> TRY IT
Below are some records; reproduce every one of them exactly.

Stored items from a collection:
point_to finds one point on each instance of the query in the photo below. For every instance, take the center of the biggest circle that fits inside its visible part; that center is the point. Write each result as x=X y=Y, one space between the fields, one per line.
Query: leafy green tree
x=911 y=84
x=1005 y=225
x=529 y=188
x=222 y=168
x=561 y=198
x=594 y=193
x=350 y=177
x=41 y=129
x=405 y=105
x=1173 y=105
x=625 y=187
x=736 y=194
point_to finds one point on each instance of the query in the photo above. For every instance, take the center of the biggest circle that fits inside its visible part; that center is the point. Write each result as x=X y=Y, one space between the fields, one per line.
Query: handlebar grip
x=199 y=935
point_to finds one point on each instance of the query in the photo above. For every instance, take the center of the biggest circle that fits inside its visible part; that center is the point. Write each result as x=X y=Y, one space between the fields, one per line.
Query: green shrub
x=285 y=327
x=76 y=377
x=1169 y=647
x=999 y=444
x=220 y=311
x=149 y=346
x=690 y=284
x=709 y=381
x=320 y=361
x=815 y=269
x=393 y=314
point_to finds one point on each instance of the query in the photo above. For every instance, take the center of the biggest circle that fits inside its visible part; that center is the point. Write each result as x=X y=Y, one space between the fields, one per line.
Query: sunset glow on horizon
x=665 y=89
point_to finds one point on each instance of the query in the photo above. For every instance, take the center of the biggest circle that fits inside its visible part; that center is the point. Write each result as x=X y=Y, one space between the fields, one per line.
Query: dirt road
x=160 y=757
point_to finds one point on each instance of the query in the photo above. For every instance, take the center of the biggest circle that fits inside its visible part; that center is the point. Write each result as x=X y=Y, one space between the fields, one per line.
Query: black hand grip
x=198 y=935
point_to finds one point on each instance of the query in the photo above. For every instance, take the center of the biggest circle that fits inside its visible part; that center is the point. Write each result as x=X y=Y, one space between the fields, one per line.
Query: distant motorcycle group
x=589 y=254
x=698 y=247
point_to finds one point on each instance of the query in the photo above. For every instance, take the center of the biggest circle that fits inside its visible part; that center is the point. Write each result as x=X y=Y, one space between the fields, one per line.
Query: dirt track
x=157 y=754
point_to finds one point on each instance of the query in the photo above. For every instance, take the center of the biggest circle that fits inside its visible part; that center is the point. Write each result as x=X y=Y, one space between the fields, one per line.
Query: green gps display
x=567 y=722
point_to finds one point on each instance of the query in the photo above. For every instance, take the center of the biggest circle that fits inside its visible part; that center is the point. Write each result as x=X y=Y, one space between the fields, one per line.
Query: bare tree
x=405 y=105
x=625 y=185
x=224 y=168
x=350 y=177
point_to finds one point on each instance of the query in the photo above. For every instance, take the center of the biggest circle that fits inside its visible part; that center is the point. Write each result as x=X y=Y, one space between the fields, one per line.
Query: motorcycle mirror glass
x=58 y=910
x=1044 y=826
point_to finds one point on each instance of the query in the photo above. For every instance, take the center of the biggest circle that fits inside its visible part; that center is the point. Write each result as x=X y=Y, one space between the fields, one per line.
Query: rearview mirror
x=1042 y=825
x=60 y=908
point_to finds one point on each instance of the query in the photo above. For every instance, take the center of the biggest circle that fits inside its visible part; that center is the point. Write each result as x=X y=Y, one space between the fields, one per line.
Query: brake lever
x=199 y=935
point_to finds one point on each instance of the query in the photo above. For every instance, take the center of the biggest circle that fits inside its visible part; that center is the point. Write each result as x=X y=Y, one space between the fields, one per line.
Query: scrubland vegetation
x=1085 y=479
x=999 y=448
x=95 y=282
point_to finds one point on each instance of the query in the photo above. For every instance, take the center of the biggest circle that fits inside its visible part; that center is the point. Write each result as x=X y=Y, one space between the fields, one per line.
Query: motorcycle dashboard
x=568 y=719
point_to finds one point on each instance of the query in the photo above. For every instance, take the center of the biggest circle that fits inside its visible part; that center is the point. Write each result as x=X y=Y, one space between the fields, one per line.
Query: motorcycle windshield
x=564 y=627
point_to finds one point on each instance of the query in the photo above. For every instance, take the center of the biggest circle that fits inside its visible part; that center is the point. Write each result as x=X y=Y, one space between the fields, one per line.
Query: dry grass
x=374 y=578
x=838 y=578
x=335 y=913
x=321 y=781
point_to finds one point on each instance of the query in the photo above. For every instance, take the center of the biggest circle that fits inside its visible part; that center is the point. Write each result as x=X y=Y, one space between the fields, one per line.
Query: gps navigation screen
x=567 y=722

> COMPLETED TASK
point_to finds one point on each instance of the query in the photo below. For every instance, take the center of the biggest circle that fits inside its visible part; that center is the point. Write each result as x=X y=Y, one space between the fields, one per line.
Query: leafy green tree
x=911 y=84
x=1005 y=225
x=529 y=188
x=222 y=168
x=561 y=198
x=594 y=193
x=350 y=177
x=41 y=129
x=405 y=105
x=1173 y=105
x=625 y=187
x=736 y=194
point_to finds one point on each instance of the query in the photo above. For every instance, take the center of the biggest circle that fits inside its visible part; that center is the point. Write each result as x=X y=Y, one space between the fields, one per line.
Query: handlebar grip
x=199 y=935
point_to finds one point on each instance of the query in the photo above. For every instance, take the center of the biggest circle that fits inside its visible part; that center is the point. Write each result as x=X y=Y, one space between the fields, one per line.
Query: green shrub
x=285 y=327
x=76 y=377
x=1169 y=647
x=999 y=444
x=220 y=311
x=149 y=346
x=690 y=284
x=709 y=381
x=320 y=361
x=815 y=269
x=393 y=314
point_to finds one point on each instance of the query in the photo above. For every instance, take the center of the biggest circle that fits inside its visible part; that center is the point. Write each result as x=X y=Y, one space between the fields, one per line.
Query: sunset glow on horizon
x=665 y=89
point_to finds one point on each instance of the query in the photo above. For every instance, take the center of the biggest circle that fits inside its visible part; that center is the point. Write each result as x=X y=Y, one space between the fields, one per line.
Query: dirt road
x=160 y=757
point_to finds one point on each instance of the query in the photo above. For every instance, take the center of the biggest circle that fits inside its visible part; that center is the point. Write each result as x=X y=Y, one space between the fields, one per line.
Query: black hand grip
x=198 y=935
point_to finds one point on each instance of the query in the photo above. For every instance, take the center of the biggest circle that fits inside its visible part; that center is the point. Write each result as x=X y=Y, one space between the fields, one per line.
Query: distant motorcycle group
x=589 y=254
x=698 y=247
point_to finds one point on each instance of the query in the photo above. For every instance, take the center of the biggest circle that fits inside its visible part; that center is the point. Write each result as x=X y=Y, one space between the fields, one per line.
Query: dirt track
x=157 y=754
point_to finds one point on each instance of the query in the photo above. For every instance, take the center of the biggest circle that fits inside its visible part; that center is the point. Write each result as x=X y=Y, one space between the fields, one per line.
Query: green gps display
x=567 y=722
point_to finds one point on each instance of the query in the photo above. For every instance, take the center of the biggest circle that fits inside its visible part; that center is the point. Write each result as x=X y=Y, one space between the fields, one per line.
Query: bare tree
x=405 y=105
x=625 y=185
x=224 y=168
x=350 y=177
point_to finds one point on each instance of the query in the photo above. For every instance, take the center of the biggest circle that fits inside its visible part; that center is the point. Write each result as x=X y=Y, one space between the fields, one per line.
Query: motorcycle mirror glass
x=58 y=910
x=1044 y=826
point_to finds one point on each instance of the query in the photo above. For every instance, take the center of the biggest circle that fits inside its visible part; that center is the point. Write each result as x=X y=Y, one space between the fields, one per line.
Query: rearview mirror
x=1042 y=825
x=60 y=908
point_to finds one point on each instance of the query in the photo above. For every instance, take the center of the biggest circle that fits inside its visible part; that center is the point. Write each result as x=X y=Y, one space between the fields, one per line.
Query: brake lever
x=199 y=935
point_to finds one point on each instance of the query in the photo above. For every instance, take the center of the biggest circle that fits inside its visible part; that center is the point. Write each result as x=X y=Y, one space between the fields, one per line.
Query: scrubland vegetation
x=1085 y=479
x=999 y=448
x=95 y=282
point_to finds one point on each instance of the query in the photo above. For every instance, take the center of the biggest circle that fits inside its visible part; that center is the point. Write each result as x=X y=Y, one space between the fields, one per line.
Query: motorcycle dashboard
x=568 y=719
point_to finds one point on each instance of the query in the photo above. For every instance, take the center of the biggest circle that fits inside its visible part; that center is the point. Write each result as x=X y=Y, one space between the fields, one per line.
Query: motorcycle windshield
x=564 y=627
point_to finds one point on each instance of the query in the photo above. For every instance, take the center of the biggest circle that fits inside its visible part; that center is the point. Write each result as x=X y=Y, one space between the fields, one per line.
Query: dry grass
x=374 y=578
x=838 y=578
x=335 y=913
x=321 y=781
point_to finds one point on each instance of the query in the photo above. For every instance, take the center of the biggest circle that fits inside its visible part; that center is the point. Write each result as x=X y=Y, one space between the fields, one per line.
Query: gps navigation screen
x=567 y=722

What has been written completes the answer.